TASK INSTRUCTIONS: Show each line in the entries below that contains the word "cuff".

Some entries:
• • •
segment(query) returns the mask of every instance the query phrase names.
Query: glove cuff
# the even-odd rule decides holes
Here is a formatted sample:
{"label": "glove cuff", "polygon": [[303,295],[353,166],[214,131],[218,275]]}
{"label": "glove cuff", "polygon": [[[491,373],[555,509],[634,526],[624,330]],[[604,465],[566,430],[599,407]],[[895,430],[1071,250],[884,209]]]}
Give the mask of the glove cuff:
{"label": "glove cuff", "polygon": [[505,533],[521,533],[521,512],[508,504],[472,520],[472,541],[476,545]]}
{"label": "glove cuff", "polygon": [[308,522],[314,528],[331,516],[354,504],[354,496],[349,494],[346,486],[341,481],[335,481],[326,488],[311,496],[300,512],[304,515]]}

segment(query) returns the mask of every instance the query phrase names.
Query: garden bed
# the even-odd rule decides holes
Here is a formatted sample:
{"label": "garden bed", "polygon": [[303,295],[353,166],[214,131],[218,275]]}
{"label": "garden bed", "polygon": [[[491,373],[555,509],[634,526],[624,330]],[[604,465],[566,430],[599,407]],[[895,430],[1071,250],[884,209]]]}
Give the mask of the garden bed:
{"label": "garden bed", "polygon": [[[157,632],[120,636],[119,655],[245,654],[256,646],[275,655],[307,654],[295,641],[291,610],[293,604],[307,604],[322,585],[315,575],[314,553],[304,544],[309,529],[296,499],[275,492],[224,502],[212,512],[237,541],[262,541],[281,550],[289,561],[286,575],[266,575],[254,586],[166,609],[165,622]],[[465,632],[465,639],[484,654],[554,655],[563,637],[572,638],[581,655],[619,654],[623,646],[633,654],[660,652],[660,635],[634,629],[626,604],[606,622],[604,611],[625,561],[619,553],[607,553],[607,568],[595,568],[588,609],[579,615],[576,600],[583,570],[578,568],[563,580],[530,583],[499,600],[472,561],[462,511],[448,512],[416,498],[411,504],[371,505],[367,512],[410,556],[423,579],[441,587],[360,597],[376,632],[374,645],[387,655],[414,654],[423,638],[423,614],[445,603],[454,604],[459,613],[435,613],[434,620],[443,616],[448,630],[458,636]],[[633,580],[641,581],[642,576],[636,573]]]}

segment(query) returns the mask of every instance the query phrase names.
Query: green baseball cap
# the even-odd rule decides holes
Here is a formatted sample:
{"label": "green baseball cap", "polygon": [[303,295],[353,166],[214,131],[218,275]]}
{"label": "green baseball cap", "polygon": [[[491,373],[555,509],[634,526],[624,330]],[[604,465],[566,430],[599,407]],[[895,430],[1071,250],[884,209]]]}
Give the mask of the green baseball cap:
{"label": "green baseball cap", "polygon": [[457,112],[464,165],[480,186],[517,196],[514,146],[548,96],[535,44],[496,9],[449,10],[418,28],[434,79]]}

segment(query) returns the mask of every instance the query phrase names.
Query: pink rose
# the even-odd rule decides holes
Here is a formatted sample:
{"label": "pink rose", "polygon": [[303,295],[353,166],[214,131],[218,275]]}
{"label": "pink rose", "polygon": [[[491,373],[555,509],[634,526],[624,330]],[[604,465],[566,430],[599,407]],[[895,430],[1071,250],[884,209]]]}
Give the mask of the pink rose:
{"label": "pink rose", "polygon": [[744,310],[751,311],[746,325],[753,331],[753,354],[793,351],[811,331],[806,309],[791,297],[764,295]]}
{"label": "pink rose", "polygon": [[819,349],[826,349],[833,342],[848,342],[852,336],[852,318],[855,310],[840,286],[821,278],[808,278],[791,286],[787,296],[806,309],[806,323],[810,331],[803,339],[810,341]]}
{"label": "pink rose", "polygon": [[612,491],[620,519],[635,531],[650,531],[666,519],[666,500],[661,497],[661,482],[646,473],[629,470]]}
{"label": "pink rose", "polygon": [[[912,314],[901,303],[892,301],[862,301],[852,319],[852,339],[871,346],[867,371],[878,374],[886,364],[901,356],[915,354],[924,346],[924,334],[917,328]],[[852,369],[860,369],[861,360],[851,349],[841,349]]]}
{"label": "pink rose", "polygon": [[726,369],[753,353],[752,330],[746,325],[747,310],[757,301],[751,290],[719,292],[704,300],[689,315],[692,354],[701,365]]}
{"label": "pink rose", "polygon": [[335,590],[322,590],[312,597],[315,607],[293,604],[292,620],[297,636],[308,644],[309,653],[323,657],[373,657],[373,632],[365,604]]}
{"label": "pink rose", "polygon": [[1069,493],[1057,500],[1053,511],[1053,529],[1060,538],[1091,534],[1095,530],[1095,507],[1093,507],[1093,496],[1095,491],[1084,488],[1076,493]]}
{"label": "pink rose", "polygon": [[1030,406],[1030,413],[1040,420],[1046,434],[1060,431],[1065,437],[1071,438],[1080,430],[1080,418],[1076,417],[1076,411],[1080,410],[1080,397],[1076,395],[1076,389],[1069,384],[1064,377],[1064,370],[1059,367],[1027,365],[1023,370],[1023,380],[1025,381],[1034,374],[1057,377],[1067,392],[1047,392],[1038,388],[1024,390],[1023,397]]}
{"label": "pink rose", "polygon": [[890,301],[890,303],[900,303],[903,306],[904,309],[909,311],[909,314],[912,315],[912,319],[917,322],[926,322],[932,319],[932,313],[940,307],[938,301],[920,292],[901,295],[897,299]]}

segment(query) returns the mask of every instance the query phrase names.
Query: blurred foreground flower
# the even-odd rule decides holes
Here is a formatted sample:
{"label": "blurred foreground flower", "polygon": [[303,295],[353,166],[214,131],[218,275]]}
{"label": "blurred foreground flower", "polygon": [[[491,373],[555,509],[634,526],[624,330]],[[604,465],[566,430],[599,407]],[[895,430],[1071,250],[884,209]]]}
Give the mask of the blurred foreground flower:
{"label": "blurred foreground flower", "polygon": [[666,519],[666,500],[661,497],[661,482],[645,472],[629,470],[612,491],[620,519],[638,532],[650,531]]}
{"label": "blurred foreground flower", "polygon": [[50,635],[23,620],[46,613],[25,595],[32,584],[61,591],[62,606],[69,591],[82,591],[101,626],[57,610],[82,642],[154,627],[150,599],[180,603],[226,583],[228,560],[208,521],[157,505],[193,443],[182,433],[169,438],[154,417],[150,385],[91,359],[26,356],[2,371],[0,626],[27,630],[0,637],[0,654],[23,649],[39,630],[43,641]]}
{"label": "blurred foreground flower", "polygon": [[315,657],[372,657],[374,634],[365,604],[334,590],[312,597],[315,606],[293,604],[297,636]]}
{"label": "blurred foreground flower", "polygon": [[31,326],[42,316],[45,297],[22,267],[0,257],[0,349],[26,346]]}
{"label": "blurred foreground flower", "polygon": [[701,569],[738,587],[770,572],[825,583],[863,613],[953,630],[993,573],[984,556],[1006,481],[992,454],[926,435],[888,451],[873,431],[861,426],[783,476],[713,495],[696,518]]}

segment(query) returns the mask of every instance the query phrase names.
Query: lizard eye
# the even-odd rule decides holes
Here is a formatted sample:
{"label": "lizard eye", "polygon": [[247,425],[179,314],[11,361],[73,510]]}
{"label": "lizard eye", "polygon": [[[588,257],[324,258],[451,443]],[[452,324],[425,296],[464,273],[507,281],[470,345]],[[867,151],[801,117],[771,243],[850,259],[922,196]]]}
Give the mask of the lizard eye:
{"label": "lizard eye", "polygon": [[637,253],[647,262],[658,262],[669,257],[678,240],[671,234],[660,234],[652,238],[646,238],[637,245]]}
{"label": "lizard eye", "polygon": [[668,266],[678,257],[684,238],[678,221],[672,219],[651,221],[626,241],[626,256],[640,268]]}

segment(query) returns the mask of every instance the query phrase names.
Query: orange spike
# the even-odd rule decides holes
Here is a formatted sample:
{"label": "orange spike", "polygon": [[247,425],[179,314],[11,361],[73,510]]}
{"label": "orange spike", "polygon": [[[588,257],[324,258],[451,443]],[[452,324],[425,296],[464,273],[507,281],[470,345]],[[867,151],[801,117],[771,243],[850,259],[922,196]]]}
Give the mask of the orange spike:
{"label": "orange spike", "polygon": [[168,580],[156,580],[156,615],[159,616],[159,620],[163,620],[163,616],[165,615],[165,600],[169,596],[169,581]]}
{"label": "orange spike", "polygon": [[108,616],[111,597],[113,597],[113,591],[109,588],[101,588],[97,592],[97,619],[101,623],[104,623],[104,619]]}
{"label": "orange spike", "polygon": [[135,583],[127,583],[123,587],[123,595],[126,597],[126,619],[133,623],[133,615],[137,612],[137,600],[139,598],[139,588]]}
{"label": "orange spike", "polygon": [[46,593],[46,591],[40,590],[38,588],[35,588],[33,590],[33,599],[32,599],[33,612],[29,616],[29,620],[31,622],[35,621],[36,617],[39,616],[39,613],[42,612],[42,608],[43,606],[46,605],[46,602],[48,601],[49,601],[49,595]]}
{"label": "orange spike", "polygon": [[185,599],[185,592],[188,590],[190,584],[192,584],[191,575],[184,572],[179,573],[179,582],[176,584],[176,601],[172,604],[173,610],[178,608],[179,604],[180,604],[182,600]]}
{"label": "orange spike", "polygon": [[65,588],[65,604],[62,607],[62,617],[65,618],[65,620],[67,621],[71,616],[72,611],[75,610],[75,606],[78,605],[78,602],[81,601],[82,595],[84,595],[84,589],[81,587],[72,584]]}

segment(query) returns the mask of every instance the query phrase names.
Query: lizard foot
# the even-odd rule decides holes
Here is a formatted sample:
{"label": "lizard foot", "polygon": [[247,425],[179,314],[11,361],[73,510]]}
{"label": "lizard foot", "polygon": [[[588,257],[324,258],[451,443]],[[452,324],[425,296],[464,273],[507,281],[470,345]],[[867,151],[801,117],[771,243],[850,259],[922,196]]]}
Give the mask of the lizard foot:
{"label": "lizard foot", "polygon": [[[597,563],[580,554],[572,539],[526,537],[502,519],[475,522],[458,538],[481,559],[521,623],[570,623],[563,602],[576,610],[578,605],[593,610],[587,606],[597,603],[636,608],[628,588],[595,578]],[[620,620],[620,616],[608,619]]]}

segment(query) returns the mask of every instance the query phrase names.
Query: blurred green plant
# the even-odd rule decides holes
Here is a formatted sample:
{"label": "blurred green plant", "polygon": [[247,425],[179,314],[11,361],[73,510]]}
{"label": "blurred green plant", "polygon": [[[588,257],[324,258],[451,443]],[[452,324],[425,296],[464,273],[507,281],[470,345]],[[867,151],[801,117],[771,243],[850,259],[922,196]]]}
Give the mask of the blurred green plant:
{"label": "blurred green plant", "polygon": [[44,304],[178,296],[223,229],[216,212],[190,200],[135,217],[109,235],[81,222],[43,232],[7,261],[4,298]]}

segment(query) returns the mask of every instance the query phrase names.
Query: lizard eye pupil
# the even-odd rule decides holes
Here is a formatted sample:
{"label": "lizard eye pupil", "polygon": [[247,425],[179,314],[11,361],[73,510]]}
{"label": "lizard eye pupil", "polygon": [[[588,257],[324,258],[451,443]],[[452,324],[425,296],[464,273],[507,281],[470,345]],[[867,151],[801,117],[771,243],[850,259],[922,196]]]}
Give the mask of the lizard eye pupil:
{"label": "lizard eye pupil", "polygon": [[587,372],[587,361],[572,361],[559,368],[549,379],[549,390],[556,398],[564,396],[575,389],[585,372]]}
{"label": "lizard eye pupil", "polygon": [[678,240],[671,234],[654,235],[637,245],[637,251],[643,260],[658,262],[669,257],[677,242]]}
• • •
TASK RESPONSE:
Query: glove cuff
{"label": "glove cuff", "polygon": [[303,295],[353,166],[214,131],[218,275]]}
{"label": "glove cuff", "polygon": [[[491,373],[555,509],[634,526],[624,330]],[[604,465],[566,430],[599,407]],[[895,430],[1071,250],[884,209]]]}
Give the mask of the glove cuff:
{"label": "glove cuff", "polygon": [[505,533],[521,533],[521,512],[508,504],[472,520],[472,541],[476,545]]}
{"label": "glove cuff", "polygon": [[308,522],[314,528],[331,516],[354,504],[354,496],[349,494],[346,486],[341,481],[335,481],[326,488],[311,496],[300,512],[304,515]]}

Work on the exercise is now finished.